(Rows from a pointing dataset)
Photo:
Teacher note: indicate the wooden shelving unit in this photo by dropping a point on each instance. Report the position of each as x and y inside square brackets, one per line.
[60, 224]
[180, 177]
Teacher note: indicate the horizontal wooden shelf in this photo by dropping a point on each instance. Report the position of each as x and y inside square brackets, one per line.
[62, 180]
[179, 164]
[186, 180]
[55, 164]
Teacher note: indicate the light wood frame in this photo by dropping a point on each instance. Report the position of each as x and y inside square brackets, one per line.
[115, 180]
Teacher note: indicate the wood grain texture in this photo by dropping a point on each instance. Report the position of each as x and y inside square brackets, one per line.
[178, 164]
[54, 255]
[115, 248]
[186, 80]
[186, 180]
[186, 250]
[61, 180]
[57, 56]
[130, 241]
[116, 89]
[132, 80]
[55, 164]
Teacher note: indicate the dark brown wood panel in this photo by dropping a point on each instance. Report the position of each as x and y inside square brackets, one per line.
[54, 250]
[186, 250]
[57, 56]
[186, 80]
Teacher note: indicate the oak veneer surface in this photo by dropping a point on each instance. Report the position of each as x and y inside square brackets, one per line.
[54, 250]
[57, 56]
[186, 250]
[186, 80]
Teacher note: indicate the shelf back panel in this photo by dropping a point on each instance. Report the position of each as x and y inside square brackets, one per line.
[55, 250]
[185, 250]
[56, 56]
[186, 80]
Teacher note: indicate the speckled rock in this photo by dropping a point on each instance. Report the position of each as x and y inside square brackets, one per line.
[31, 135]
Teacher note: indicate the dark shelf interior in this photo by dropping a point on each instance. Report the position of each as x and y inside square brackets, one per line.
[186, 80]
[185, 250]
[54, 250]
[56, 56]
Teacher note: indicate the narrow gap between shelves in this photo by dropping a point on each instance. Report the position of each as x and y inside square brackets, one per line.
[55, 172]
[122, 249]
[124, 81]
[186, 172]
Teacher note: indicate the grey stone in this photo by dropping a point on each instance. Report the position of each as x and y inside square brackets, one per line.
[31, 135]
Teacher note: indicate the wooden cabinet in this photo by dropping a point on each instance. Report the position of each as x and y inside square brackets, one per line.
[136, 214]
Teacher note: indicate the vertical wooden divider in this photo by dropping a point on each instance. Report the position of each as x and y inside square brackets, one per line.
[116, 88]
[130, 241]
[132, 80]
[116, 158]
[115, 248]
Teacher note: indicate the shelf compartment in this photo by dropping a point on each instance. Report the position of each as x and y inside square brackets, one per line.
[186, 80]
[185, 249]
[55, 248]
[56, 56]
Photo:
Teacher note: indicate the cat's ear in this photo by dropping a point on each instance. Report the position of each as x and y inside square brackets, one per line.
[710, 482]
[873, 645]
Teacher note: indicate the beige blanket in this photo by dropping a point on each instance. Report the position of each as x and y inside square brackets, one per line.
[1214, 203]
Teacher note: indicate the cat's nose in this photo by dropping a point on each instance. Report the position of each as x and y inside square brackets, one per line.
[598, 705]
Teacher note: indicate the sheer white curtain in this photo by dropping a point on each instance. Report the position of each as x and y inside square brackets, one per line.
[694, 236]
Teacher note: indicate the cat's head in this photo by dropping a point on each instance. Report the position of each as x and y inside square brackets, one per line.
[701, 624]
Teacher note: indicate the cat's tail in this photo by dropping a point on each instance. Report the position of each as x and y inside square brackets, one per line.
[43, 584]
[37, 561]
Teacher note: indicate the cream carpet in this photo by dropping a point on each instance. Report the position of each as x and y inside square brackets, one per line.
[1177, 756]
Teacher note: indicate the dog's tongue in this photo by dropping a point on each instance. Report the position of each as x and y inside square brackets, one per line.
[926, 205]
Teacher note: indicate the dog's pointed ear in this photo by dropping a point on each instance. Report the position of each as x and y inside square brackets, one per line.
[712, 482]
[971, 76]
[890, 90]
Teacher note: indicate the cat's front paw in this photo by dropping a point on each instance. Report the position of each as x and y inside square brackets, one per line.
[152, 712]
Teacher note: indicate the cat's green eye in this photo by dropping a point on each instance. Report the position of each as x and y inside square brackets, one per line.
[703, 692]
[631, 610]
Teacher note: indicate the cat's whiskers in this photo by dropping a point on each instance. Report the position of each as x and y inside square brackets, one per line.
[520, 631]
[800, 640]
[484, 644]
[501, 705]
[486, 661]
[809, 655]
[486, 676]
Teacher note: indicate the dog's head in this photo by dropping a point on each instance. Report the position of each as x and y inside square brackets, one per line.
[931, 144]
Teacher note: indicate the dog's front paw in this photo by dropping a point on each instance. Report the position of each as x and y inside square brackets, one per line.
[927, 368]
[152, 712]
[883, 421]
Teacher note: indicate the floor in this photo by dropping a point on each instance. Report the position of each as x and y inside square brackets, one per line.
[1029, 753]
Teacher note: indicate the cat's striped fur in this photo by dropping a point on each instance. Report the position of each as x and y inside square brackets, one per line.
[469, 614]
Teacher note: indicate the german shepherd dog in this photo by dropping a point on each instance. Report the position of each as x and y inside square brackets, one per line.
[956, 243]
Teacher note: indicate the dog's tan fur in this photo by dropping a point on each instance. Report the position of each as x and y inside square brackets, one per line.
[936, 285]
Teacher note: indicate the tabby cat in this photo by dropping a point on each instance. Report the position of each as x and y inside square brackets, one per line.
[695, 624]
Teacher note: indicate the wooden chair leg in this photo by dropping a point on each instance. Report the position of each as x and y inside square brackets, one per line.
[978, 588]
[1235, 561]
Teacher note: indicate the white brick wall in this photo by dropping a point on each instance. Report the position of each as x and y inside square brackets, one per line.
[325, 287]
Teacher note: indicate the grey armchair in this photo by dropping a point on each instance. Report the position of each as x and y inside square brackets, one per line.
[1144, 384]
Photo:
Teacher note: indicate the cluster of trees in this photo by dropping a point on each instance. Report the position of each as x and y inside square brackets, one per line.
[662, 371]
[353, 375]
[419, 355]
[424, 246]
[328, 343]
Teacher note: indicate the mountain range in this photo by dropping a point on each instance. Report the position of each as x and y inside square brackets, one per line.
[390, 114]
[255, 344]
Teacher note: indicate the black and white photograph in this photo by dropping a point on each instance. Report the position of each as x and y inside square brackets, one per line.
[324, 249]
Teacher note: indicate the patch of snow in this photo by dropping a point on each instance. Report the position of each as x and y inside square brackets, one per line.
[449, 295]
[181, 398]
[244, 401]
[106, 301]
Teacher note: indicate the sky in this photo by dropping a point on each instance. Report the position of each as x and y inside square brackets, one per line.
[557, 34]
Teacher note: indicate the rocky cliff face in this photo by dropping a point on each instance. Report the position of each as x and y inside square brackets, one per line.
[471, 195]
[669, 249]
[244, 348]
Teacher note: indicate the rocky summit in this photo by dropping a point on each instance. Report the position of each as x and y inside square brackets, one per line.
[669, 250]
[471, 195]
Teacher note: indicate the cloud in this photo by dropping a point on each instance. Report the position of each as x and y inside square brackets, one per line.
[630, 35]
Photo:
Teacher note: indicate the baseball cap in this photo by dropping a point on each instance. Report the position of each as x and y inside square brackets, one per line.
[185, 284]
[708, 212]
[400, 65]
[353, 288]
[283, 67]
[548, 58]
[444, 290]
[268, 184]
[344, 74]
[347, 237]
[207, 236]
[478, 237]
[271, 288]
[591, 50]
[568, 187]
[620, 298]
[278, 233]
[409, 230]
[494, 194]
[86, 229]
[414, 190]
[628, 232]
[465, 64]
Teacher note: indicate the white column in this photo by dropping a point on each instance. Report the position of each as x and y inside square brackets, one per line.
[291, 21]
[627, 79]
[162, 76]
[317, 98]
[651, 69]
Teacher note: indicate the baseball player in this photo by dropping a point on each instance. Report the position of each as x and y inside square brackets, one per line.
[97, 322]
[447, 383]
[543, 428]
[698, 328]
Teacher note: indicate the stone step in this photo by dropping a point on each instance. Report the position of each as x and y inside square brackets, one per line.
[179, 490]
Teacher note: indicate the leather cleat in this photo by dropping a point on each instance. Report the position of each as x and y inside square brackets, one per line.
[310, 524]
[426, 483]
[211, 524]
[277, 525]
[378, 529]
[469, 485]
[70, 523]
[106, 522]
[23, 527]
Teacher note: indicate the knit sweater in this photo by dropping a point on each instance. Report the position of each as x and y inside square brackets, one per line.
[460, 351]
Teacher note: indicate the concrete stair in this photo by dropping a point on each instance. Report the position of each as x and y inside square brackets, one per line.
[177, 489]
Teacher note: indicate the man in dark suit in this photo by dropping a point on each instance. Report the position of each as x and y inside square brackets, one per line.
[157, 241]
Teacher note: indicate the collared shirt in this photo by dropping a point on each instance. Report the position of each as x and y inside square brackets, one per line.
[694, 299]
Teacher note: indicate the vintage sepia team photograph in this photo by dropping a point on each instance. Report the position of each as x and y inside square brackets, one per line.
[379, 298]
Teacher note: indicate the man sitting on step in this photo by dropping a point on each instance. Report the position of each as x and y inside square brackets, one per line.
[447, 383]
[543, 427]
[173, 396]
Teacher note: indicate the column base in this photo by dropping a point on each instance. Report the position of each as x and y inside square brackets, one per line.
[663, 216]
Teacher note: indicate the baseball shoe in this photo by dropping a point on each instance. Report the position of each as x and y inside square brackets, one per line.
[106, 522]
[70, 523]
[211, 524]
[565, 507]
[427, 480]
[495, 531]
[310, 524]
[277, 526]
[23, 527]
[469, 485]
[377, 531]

- STATED PROBLEM -
Copy out the listing above word for word, starting at the line that contains "Teacher note: indicate the floor" and ending after the line that contains "[1029, 753]".

- TASK RESPONSE -
Teacher note: indicate the floor in this photo by dropping a point on each instance. Report the position of each as x and y inside square brackets, one per line.
[1029, 753]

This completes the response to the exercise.